> TASK TO COMPLETE:
How many lines in the items below contain the word "street"? Reply with the number alone.

> THE DATA:

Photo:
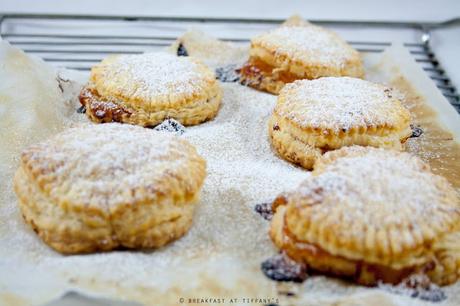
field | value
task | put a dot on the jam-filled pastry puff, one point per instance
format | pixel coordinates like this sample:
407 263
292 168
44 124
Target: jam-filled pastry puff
298 50
100 187
146 89
315 116
371 215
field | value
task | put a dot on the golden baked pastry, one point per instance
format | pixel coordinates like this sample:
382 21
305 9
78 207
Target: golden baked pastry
315 116
99 187
371 215
148 88
298 50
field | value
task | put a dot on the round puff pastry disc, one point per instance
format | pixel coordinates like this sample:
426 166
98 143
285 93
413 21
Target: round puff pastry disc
315 116
100 187
146 89
371 215
298 50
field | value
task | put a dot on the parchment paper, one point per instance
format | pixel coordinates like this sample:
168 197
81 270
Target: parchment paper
219 259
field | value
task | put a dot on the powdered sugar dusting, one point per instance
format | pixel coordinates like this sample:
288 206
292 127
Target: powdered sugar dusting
152 75
382 189
308 43
99 164
339 104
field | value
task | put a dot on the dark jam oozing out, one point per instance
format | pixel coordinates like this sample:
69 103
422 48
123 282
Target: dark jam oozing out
265 210
170 125
227 74
417 286
81 109
416 131
283 269
181 51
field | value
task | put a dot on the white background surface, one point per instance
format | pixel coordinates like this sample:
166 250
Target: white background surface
446 43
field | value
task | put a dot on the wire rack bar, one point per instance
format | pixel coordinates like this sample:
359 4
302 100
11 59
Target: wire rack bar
79 50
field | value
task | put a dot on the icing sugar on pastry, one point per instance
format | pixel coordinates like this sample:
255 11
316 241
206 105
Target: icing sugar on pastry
315 116
340 103
373 215
307 43
99 187
154 74
298 50
146 89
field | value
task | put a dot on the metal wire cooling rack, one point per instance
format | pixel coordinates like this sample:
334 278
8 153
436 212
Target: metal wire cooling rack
78 41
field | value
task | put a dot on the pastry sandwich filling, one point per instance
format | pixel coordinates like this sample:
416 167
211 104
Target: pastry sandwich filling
102 109
319 259
372 215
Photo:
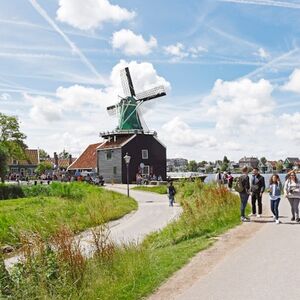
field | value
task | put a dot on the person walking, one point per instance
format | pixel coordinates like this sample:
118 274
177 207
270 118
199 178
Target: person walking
257 188
171 193
230 180
243 187
275 192
219 178
292 193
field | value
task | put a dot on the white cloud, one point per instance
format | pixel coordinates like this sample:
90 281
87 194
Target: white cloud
44 109
131 43
293 85
240 106
90 14
5 97
262 53
197 51
177 132
179 51
289 128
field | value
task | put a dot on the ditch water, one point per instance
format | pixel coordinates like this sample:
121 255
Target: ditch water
211 177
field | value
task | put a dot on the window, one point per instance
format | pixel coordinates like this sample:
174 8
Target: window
144 154
146 170
108 154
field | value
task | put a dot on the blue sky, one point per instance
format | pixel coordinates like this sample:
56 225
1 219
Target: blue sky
231 69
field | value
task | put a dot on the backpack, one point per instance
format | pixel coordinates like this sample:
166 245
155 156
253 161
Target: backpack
239 186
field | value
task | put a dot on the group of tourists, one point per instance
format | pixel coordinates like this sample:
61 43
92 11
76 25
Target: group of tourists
254 187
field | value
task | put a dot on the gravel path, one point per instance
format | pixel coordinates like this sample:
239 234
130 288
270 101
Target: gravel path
263 265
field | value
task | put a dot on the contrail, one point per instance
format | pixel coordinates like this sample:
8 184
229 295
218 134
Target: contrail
73 47
266 3
271 63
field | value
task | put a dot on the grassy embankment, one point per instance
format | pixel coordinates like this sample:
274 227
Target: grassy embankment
131 271
46 208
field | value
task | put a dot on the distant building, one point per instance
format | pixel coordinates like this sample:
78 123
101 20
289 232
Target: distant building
148 157
25 167
87 161
61 164
291 162
176 164
252 162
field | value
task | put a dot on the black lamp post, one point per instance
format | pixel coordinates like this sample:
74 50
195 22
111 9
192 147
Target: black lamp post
127 161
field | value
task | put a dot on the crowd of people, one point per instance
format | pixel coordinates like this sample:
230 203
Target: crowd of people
253 186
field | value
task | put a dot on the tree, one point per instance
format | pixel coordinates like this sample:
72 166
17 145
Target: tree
226 160
3 162
43 154
192 166
64 154
43 167
11 137
224 167
279 166
263 160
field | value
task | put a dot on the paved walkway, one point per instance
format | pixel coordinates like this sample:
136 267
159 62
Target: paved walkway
265 266
153 214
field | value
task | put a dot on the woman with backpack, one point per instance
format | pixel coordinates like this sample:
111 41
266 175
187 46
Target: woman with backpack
292 192
275 192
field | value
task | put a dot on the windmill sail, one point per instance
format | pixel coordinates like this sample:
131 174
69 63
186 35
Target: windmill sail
128 107
127 84
153 93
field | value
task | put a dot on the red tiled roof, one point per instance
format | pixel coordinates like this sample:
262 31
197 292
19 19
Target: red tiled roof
62 162
115 144
87 160
32 158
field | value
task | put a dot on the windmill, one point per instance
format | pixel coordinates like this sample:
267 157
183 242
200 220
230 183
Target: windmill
128 107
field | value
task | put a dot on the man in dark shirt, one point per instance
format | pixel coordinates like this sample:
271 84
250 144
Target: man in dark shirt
244 194
257 188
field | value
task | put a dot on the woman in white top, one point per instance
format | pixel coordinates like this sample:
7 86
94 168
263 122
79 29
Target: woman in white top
292 192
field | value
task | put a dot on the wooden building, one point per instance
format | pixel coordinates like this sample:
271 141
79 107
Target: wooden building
148 157
26 166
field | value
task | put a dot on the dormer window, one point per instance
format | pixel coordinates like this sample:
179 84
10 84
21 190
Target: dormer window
145 154
108 155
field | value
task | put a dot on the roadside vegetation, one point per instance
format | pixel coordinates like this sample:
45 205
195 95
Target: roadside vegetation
122 271
44 209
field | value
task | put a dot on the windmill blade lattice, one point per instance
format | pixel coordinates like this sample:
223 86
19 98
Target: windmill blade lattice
153 93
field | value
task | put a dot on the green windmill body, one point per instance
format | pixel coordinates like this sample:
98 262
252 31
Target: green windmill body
127 108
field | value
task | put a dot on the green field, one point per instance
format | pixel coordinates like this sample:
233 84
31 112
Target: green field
131 271
78 206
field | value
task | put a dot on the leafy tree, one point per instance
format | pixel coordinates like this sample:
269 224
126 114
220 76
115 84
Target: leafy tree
3 162
11 137
202 164
64 154
43 167
224 167
226 160
263 160
43 154
279 166
192 166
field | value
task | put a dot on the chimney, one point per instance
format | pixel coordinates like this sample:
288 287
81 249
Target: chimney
56 160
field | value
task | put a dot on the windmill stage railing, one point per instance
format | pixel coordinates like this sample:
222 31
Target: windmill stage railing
125 132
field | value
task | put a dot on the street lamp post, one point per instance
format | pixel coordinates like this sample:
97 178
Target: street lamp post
127 161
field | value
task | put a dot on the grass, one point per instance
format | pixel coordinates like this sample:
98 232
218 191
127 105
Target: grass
78 206
128 271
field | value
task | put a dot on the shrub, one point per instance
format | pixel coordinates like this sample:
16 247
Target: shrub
10 191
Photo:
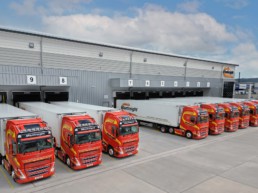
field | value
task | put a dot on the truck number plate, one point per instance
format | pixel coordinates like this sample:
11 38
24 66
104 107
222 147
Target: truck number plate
89 165
38 177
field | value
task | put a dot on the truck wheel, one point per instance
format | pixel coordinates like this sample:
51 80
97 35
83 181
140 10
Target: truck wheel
163 129
13 174
68 162
56 152
171 130
110 151
188 135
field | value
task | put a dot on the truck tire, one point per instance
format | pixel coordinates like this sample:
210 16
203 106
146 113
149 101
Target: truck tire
171 130
189 135
13 174
68 162
163 129
110 151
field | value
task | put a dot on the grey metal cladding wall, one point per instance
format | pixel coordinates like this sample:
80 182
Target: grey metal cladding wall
84 63
19 57
192 72
19 70
139 68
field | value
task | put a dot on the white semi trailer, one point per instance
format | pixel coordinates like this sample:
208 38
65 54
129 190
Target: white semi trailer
178 118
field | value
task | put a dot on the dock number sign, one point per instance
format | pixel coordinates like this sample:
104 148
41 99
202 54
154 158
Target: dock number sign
31 79
63 80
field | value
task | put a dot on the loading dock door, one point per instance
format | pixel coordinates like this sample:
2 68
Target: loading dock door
168 94
121 95
139 95
228 89
3 97
154 94
25 97
55 96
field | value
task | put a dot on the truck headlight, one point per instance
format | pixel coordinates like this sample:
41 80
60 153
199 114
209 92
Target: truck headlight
76 162
52 168
20 174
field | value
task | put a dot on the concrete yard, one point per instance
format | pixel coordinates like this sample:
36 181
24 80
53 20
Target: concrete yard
165 163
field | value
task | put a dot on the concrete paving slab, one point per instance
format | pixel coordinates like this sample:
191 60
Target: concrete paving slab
109 182
218 158
169 175
221 185
246 173
153 141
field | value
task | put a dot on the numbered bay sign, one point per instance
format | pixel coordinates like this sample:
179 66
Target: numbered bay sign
63 80
31 79
130 83
147 83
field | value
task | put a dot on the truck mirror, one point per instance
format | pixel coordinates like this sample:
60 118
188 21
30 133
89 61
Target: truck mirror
69 139
14 148
72 140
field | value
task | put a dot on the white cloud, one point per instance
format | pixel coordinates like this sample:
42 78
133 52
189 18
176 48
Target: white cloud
246 55
47 7
235 4
153 27
27 7
189 6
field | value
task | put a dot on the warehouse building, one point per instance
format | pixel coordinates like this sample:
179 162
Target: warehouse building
36 66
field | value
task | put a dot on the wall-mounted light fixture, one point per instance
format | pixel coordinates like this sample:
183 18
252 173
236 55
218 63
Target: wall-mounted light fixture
31 45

> SOLVED PROBLEM:
2